Shouldering the Burden of Overuse
Combine fast-growing children and baseball and you have the classic ingredients for the most common cause of shoulder pain. Parents, coaches or young athletes may shrug off the pain, but it's often a sign of an overuse injury and time to call on physicians and physical therapists for help, says Eric Wall, MD, orthopedic surgeon at Cincinnati Children's Hospital Medical Center.
Football, basketball, wrestling and other high-impact sports cause their fair share of shoulder injury – most often dislocations. Swimming, and less often volleyball and tennis, can also lead to chronic shoulder problems. But it's baseball, or more specifically pitching, says Dr. Wall, that's to blame for the majority of shoulder overuse injuries.
Despite the growth of fast-pitch softball for girls, that sport rarely produces shoulder injuries, he says. It's the overhand motion of pitching that causes so many shoulder problems in hardball – hence the name "Little League shoulder."
Vulnerable Growth Plates
"The number one cause of overuse pain in the shoulder is a stress fracture through the growth plate of the highest arm bone," Dr. Wall says. Such stress fractures, and related pain, are most likely when a boy hits a growth spurt, usually within a year or two of age 14.
"The body is laying down bone so quickly then that it doesn't have time to solidify," he says. "It's like building on wet cement. Once that process slows, boys are much less likely to get that stress injury." Girls have similar growth spurts around age 12, but they don't get injured because they don't pitch overhand.
Youngsters, used to hearing about adult sports injuries, are likely to believe they have a rotator cuff injury or impingement when they feel shoulder pain, Dr. Wall says. A rotator cuff injury is a tear or other damage to the ring of muscles that keeps the ball of the shoulder joint in place. Impingement happens when the humerus rubs against the top of the shoulder socket. "Those are extremely rare in young people," he says, "though older high school players occasionally get rotator cuff injuries."
Fortunately, shoulders are far more forgiving than knees and elbows, Dr. Wall says, and rarely require surgery for overuse injuries. The best treatment usually is rest, followed by a gradual return to full-speed activity.
Rx for Physical Therapy
Physical therapy can play a major role both in recovery from and prevention of overuse injuries, he says. Physical therapists recommend exercises to build up muscles in the back, abdomen and other parts of the body so shoulder muscles don't have to work as hard.
"We have swimmers and pitchers strengthen the muscles they never use in order to help balance the shoulder muscles," Dr. Wall says. "This requires high-level, specialized exercises that aren't in books. You need to be supervised to do them properly."
Parents can find such specialized exercise programs at the Sports Medicine Biodynamics Center at Cincinnati Children's. There, for example, a young pitcher's throwing motion may be videotaped with multiple cameras to analyze strength deficits that the exercises can target.
Limiting pitch counts for young pitchers is another way to avoid overuse that can lead to shoulder injuries, Dr. Wall says. But, he notes many leagues rely on limiting innings or mandating days of rest, which don't provide as much protection. Youngsters who pitch in multiple leagues or practice at full speed between games may also circumvent limits that could prevent injuries.
..........
Rewrite the stretch of the shoulder injury text from "Fortunately, shoulders are" through "work as hard.", putting "slow" in place of "gradual". Rely on the text above and nothing else.

Dataset entries
..........
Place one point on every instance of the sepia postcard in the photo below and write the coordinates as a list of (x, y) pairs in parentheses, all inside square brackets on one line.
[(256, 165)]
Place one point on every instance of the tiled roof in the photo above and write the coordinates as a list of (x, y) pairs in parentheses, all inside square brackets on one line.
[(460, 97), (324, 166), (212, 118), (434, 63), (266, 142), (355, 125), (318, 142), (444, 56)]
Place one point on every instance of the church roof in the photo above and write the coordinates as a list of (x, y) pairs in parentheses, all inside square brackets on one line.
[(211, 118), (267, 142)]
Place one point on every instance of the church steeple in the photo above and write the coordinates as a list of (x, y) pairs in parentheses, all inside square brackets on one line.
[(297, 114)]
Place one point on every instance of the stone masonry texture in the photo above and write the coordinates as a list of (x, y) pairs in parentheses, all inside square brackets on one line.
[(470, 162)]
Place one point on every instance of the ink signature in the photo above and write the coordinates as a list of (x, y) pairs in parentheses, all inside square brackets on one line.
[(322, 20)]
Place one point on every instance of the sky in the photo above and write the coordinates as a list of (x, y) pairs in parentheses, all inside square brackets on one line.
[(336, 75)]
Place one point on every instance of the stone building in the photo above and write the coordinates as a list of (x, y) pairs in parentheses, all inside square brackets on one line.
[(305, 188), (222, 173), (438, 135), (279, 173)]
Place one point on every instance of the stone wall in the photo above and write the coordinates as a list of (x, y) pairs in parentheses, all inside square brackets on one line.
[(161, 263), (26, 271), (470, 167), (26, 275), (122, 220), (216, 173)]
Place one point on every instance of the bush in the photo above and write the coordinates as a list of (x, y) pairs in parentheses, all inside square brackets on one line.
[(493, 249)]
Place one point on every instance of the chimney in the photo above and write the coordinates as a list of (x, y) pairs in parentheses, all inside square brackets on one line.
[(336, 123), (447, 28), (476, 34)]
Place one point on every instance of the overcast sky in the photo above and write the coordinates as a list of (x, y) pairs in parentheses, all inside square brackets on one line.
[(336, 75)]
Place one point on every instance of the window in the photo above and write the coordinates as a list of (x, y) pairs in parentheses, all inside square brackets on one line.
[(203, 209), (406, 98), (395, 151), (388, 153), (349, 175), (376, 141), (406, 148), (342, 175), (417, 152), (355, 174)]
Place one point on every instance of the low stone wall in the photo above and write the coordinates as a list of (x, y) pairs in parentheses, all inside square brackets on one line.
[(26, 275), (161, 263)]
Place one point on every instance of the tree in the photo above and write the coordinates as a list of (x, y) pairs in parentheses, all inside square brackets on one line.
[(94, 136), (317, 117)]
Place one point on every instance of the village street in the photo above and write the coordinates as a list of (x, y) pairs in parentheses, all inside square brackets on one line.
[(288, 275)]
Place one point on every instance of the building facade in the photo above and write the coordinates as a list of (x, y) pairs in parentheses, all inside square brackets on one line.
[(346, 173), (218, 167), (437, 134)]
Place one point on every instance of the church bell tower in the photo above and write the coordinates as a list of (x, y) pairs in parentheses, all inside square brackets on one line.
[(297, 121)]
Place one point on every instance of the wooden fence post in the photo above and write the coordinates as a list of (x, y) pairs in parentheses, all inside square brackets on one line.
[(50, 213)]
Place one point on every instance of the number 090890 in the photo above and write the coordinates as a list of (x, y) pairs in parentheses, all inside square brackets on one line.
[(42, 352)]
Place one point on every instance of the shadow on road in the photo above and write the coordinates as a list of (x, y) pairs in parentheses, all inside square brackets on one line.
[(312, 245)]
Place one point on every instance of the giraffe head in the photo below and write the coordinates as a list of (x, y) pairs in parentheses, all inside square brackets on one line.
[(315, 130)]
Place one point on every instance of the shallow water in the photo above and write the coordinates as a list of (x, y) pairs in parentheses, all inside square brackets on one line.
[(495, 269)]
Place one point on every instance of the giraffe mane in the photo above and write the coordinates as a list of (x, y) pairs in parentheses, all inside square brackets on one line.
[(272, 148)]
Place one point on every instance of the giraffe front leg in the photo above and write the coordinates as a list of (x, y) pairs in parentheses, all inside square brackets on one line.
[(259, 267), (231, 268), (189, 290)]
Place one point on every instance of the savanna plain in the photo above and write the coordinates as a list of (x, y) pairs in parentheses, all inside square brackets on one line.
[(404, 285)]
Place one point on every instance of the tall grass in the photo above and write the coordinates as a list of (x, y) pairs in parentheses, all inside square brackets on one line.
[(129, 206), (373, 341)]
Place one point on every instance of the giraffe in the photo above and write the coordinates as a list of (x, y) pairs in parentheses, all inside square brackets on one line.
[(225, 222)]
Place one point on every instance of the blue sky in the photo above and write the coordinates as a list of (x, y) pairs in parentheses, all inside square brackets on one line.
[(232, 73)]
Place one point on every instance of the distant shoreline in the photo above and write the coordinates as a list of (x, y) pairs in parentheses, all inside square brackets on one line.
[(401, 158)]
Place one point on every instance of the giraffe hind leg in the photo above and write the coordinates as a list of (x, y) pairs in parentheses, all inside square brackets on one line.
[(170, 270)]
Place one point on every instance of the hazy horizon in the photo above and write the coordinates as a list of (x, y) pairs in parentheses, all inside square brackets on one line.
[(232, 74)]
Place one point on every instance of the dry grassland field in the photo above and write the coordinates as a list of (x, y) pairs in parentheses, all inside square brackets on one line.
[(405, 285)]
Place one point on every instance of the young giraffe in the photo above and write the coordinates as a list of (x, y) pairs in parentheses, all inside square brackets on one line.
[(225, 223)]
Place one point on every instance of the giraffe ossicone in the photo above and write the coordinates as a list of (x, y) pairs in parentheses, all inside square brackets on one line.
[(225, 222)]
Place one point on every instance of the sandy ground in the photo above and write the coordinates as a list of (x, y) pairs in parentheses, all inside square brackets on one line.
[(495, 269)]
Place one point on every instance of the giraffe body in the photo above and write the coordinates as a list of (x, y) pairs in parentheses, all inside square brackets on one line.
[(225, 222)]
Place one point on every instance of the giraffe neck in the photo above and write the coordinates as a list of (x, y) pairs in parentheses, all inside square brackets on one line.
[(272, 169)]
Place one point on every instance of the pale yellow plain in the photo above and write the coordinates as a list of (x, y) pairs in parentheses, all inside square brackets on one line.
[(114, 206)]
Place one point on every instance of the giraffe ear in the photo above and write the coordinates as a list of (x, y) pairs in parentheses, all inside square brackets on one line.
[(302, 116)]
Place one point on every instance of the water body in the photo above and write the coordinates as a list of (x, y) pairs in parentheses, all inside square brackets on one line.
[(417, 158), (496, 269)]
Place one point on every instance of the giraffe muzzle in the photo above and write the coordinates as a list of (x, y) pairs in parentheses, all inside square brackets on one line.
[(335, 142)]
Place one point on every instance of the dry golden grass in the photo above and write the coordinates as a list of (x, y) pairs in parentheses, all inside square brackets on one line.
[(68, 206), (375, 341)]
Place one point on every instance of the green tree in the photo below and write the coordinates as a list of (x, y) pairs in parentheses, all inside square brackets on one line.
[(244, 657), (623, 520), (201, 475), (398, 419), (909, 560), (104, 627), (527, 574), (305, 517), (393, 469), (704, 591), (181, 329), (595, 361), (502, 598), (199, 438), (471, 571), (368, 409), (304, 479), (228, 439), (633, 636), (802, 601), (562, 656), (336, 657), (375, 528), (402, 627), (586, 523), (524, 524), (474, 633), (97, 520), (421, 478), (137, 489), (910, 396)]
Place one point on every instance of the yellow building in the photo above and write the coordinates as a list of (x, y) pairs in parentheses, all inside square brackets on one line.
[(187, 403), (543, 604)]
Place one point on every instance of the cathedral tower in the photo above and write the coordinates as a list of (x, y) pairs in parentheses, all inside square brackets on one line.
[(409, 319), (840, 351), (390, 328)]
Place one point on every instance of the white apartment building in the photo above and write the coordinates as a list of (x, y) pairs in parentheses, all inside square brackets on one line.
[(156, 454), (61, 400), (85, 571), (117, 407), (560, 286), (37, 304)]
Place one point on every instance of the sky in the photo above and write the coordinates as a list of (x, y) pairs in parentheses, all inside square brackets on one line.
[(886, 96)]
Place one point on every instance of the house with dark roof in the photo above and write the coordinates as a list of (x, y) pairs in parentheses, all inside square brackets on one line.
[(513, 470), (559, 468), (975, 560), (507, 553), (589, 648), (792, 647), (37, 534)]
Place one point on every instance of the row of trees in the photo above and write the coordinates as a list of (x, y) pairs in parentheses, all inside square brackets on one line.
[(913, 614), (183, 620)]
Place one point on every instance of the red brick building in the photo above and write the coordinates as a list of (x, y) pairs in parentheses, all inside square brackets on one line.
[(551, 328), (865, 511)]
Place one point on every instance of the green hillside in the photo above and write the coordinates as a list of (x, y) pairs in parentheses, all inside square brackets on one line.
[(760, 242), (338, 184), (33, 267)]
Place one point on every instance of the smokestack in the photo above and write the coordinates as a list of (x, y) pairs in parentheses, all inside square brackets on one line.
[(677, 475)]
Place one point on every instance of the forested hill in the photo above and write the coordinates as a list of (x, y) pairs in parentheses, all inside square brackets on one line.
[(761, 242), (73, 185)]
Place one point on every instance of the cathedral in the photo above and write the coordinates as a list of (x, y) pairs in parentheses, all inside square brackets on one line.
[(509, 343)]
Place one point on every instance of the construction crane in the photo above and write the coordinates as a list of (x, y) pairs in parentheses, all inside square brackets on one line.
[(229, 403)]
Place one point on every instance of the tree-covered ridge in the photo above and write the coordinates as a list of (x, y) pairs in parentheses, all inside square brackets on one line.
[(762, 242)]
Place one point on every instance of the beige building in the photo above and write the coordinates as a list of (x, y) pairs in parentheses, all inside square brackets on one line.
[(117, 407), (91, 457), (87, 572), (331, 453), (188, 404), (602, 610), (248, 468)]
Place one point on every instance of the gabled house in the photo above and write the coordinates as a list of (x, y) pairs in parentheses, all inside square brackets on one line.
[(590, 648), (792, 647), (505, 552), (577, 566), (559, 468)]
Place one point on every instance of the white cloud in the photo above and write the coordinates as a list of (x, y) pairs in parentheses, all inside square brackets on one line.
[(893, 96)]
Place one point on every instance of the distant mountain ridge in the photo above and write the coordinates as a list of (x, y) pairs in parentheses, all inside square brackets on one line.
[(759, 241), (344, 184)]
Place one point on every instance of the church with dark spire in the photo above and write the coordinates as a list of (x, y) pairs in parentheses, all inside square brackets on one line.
..........
* _Answer to this exercise_
Fortunately, shoulders are far more forgiving than knees and elbows, Dr. Wall says, and rarely require surgery for overuse injuries. The best treatment usually is rest, followed by a slow return to full-speed activity.
Rx for Physical Therapy
Physical therapy can play a major role both in recovery from and prevention of overuse injuries, he says. Physical therapists recommend exercises to build up muscles in the back, abdomen and other parts of the body so shoulder muscles don't have to work as hard.